:: Provided information ::
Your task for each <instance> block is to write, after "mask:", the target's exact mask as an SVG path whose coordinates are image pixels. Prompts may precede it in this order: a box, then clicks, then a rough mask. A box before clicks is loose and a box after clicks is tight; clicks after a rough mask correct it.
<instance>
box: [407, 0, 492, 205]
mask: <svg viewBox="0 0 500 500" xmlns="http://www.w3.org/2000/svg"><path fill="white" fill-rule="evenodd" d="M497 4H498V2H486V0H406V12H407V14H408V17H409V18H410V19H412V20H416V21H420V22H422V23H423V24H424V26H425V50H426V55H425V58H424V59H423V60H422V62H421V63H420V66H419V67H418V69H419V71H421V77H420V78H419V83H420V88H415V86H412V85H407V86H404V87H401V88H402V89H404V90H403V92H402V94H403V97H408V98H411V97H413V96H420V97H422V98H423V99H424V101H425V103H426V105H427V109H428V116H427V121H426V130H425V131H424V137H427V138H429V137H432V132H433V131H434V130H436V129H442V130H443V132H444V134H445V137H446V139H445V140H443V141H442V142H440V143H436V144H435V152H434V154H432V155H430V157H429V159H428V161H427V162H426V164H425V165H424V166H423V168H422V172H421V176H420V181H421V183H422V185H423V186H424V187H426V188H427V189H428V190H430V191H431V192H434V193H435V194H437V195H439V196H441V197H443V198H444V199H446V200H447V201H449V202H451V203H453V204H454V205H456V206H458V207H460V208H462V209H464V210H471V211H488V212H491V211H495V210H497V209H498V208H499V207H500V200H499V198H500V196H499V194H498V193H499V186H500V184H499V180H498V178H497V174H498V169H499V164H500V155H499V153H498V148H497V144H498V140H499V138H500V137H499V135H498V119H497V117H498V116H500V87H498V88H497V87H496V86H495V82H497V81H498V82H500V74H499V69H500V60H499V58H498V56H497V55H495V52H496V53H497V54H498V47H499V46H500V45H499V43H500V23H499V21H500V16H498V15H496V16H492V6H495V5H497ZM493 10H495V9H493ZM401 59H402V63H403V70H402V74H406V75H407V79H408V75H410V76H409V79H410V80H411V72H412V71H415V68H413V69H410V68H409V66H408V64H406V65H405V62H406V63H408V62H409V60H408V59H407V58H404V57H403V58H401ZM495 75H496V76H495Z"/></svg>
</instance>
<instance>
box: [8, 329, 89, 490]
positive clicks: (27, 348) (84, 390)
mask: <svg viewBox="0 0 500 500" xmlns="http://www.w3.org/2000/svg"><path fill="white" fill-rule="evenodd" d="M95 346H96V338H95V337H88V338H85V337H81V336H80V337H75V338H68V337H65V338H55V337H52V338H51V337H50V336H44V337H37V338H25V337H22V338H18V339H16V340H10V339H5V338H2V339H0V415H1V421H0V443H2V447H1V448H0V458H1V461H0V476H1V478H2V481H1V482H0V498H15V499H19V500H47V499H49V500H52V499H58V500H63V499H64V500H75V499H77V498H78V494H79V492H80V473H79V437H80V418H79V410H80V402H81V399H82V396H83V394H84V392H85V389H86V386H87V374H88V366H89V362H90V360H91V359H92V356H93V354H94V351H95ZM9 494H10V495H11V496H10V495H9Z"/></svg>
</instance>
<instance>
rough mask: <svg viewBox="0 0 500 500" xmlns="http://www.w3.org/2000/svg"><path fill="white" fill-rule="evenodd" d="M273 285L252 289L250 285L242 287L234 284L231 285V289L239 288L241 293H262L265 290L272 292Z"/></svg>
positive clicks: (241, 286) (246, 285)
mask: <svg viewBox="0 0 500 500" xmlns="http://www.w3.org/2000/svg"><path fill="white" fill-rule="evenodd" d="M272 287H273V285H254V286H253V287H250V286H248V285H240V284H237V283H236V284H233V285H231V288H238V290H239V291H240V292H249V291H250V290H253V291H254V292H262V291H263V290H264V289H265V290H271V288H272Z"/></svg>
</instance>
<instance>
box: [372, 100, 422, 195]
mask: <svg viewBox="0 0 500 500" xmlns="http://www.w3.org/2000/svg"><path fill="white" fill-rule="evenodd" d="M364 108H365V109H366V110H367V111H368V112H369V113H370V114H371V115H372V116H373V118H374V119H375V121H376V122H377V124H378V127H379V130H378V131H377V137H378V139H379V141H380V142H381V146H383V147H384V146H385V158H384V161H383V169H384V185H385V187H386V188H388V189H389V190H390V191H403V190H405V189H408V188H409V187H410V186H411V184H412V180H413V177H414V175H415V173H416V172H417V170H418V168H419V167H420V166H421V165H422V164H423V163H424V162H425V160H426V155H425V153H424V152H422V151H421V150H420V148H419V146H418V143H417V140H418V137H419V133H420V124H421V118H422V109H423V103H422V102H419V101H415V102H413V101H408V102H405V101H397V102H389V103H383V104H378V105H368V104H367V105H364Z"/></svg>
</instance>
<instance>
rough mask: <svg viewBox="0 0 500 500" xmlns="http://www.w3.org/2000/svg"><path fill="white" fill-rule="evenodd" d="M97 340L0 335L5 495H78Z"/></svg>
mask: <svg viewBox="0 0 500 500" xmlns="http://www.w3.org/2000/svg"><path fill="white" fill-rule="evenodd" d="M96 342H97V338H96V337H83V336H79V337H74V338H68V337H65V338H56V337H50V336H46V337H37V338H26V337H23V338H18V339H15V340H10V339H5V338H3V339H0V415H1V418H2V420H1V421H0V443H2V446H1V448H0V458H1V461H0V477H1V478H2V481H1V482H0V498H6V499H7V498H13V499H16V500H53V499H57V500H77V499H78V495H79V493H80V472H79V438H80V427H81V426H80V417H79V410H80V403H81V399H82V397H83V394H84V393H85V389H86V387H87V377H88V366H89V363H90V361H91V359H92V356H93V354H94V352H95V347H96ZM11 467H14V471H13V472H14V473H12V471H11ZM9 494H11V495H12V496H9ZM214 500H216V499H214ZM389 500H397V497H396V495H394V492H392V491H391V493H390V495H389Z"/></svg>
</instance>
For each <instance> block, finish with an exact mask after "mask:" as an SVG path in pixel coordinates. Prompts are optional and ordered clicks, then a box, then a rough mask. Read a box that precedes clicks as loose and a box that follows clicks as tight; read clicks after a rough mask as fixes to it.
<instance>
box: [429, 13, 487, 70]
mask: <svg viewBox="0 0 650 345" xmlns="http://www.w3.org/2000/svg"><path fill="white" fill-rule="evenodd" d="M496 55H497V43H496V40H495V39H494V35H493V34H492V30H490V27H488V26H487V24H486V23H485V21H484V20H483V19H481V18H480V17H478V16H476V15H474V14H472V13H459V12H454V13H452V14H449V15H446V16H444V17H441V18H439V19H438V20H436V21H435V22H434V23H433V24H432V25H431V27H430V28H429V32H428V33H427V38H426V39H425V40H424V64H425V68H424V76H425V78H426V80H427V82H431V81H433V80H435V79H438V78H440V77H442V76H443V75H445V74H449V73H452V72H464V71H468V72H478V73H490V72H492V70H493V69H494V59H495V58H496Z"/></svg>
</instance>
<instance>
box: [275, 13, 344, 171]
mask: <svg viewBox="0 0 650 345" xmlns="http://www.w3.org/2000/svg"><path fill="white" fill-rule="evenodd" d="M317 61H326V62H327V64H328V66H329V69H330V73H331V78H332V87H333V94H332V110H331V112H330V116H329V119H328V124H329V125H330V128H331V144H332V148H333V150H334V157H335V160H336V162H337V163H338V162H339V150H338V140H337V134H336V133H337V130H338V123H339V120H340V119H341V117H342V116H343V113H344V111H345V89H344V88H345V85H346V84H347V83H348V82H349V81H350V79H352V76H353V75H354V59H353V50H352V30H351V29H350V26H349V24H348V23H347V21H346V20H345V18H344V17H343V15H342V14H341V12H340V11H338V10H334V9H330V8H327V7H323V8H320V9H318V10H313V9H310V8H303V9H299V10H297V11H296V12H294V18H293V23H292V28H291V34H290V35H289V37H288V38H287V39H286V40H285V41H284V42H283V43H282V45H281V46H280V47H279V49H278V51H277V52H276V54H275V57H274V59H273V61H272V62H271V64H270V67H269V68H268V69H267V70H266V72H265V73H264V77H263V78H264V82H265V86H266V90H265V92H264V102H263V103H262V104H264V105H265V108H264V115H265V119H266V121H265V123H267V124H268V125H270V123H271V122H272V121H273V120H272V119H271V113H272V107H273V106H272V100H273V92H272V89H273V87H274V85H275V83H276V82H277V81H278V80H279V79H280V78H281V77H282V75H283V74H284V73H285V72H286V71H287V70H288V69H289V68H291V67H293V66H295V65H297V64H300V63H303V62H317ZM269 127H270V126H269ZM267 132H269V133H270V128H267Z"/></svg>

:: Task ::
Can you write out the rows verbatim, starting from the very first line and ending with the line that contains "box: [407, 0, 492, 205]"?

:: Output of the exercise ::
Your task for each <instance> block is to write, after "mask:", the target's exact mask as an SVG path whose coordinates are image pixels. Prompts may precede it in this order: a box, then clicks, then a rough mask. A box before clicks is loose and a box after clicks is tight; clicks after a rough mask correct it.
<instance>
box: [407, 0, 492, 205]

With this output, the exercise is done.